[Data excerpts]

┄┄┄┄┄┄┄┄┄┄┄┄┄┄┄┄┄┄┄┄

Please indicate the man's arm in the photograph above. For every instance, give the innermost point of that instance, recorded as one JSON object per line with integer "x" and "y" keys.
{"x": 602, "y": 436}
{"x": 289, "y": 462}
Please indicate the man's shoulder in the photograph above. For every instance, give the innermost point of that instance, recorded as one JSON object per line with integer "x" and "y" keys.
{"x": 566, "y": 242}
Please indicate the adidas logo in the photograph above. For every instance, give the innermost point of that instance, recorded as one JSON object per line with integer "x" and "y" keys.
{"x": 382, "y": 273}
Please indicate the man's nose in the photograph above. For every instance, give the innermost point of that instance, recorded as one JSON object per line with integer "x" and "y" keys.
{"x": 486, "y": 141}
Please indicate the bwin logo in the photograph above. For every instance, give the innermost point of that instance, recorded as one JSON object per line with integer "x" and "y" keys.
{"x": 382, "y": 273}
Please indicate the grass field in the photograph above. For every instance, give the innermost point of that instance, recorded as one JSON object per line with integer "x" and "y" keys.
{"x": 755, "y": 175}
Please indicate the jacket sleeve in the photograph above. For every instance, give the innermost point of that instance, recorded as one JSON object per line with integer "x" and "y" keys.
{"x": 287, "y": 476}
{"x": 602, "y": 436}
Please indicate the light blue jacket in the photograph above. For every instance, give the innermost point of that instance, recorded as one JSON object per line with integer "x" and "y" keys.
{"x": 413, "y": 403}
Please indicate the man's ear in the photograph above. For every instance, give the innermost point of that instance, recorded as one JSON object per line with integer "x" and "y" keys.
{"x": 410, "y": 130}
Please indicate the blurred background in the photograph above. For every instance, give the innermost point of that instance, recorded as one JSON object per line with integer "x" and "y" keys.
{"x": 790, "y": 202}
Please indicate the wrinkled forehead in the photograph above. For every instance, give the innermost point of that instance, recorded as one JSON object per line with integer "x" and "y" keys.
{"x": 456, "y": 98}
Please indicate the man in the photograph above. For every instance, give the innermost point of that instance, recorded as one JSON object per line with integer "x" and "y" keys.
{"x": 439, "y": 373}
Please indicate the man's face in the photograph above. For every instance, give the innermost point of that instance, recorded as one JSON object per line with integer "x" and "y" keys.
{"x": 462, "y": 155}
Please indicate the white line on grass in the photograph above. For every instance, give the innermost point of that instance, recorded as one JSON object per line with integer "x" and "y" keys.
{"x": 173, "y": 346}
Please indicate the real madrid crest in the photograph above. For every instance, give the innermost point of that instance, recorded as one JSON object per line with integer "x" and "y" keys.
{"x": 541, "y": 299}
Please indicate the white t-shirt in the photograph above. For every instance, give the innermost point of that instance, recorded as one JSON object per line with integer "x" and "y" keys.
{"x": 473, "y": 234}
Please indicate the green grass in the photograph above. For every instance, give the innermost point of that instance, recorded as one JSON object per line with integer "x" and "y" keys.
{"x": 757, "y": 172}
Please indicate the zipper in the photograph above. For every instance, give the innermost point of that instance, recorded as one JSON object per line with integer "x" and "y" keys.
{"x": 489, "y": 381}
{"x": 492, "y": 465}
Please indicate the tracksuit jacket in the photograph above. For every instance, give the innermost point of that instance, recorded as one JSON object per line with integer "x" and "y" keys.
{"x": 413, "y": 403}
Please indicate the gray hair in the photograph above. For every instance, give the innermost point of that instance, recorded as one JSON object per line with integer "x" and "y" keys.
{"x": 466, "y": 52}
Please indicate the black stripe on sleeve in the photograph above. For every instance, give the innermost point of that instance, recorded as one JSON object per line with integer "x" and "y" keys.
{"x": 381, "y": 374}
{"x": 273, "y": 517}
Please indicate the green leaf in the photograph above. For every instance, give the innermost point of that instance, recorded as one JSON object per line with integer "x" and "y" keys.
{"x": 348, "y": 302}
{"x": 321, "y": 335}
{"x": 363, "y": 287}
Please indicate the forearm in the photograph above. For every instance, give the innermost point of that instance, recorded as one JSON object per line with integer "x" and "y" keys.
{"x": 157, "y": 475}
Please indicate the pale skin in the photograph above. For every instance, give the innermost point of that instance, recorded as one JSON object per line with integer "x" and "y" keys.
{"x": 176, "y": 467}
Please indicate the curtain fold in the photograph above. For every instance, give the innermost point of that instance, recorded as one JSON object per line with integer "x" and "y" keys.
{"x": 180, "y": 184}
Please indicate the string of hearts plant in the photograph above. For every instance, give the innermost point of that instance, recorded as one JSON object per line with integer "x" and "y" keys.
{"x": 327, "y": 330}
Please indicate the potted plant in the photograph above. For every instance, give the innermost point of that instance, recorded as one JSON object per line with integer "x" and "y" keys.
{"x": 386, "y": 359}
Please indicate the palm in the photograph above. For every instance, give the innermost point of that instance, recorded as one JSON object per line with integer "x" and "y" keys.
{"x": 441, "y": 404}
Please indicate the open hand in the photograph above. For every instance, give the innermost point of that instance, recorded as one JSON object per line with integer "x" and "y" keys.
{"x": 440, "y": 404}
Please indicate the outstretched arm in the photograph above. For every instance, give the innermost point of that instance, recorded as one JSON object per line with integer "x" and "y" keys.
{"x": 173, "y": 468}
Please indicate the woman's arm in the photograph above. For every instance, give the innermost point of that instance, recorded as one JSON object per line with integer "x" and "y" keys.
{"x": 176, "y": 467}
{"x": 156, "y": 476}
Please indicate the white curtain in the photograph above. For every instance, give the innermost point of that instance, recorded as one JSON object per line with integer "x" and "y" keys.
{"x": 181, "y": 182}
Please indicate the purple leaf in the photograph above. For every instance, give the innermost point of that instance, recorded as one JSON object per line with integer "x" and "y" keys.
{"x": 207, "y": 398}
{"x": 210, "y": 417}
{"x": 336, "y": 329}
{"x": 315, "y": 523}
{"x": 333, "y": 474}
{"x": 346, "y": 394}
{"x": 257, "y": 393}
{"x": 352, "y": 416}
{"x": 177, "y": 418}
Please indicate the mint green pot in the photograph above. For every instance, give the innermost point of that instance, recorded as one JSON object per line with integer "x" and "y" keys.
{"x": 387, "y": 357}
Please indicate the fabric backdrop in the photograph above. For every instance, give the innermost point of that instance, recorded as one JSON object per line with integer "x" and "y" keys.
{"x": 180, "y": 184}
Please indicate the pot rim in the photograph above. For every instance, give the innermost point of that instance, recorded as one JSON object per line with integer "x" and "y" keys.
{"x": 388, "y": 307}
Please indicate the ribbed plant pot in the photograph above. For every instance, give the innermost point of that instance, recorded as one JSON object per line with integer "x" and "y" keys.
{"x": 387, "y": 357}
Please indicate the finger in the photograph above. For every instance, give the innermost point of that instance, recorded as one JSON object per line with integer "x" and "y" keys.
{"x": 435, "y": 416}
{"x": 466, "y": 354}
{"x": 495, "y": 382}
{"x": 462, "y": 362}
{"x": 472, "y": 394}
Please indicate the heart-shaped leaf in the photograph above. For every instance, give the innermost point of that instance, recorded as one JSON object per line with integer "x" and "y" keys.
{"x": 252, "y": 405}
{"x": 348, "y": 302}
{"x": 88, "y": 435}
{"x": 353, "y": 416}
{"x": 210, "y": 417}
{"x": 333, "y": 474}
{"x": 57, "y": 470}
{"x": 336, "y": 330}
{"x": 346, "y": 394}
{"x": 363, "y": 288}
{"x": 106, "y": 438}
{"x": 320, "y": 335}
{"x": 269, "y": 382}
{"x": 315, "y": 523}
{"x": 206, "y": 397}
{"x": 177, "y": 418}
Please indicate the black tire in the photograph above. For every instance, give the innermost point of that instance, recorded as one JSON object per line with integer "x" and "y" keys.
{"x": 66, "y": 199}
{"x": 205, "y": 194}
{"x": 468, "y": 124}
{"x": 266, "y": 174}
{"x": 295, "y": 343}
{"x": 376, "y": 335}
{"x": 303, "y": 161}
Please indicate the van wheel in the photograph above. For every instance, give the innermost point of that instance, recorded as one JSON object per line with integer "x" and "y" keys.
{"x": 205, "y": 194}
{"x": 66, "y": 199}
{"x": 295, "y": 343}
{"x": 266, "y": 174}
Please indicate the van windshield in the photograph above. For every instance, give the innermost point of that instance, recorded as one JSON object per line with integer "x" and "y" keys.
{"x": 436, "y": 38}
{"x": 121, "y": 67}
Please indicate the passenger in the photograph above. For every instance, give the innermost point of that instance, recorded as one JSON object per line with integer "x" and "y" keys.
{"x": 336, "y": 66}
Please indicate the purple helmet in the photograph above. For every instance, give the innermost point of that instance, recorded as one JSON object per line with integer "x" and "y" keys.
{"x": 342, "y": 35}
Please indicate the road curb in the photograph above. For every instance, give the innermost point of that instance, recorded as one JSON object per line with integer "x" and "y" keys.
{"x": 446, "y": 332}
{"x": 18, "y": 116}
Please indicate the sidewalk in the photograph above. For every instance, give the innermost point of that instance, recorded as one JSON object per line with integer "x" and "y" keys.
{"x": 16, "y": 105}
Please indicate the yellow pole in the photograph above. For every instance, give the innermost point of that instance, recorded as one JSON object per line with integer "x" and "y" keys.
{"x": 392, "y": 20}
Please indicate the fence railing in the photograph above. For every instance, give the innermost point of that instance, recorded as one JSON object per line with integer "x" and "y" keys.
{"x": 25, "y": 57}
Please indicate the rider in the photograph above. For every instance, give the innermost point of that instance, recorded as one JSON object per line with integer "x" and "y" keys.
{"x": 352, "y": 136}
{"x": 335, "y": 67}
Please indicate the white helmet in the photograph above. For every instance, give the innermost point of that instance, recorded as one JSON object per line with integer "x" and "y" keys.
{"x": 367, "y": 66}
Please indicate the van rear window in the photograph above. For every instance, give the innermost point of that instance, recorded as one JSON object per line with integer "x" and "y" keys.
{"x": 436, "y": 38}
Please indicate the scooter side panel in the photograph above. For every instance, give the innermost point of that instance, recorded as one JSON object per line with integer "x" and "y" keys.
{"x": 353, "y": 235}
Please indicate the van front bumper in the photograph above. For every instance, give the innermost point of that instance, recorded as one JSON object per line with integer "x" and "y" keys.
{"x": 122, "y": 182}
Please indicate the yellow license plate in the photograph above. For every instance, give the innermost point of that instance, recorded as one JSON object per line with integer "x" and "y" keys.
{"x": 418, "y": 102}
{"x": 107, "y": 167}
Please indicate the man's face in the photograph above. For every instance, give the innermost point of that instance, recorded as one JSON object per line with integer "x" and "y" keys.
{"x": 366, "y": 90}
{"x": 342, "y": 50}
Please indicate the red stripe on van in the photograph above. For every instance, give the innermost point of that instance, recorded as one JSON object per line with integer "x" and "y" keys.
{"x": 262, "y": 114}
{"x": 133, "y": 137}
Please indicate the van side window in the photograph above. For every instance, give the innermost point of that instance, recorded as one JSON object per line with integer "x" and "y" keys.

┄┄┄┄┄┄┄┄┄┄┄┄┄┄┄┄┄┄┄┄

§ **Task objective**
Using the entries above, copy exactly the lines from the one containing "Please indicate the scooter" through the last, both included.

§ **Your response**
Please indicate the scooter side panel in the photograph above. For every instance, give the innermost point of that instance, recorded as one JSON object per line with integer "x" and "y" keys.
{"x": 353, "y": 235}
Please indicate the van front bumper in the photograph above. For every instance, give the innermost point of that instance, recorded as one JSON object per line with integer "x" and "y" keys.
{"x": 122, "y": 182}
Please indicate the yellow license plate in the photograph above. For every instance, give the innermost point of that instance, recorded as one JSON object per line with integer "x" and "y" keys.
{"x": 418, "y": 102}
{"x": 107, "y": 167}
Please indicate the man's face in the photograph above. For every instance, give the innermost point of that instance, recorded as one JSON object per line with integer "x" and "y" keys.
{"x": 366, "y": 90}
{"x": 342, "y": 50}
Please indicate the red stripe on van in the photograph above. For every instance, give the innermost point of that instance, recorded as one JSON object per line with integer "x" and "y" keys.
{"x": 262, "y": 114}
{"x": 133, "y": 137}
Please indicate the van side window in the photograph above. For every instance, give the innermost point of that instance, recorded as one JSON object per line with integer "x" and "y" keys.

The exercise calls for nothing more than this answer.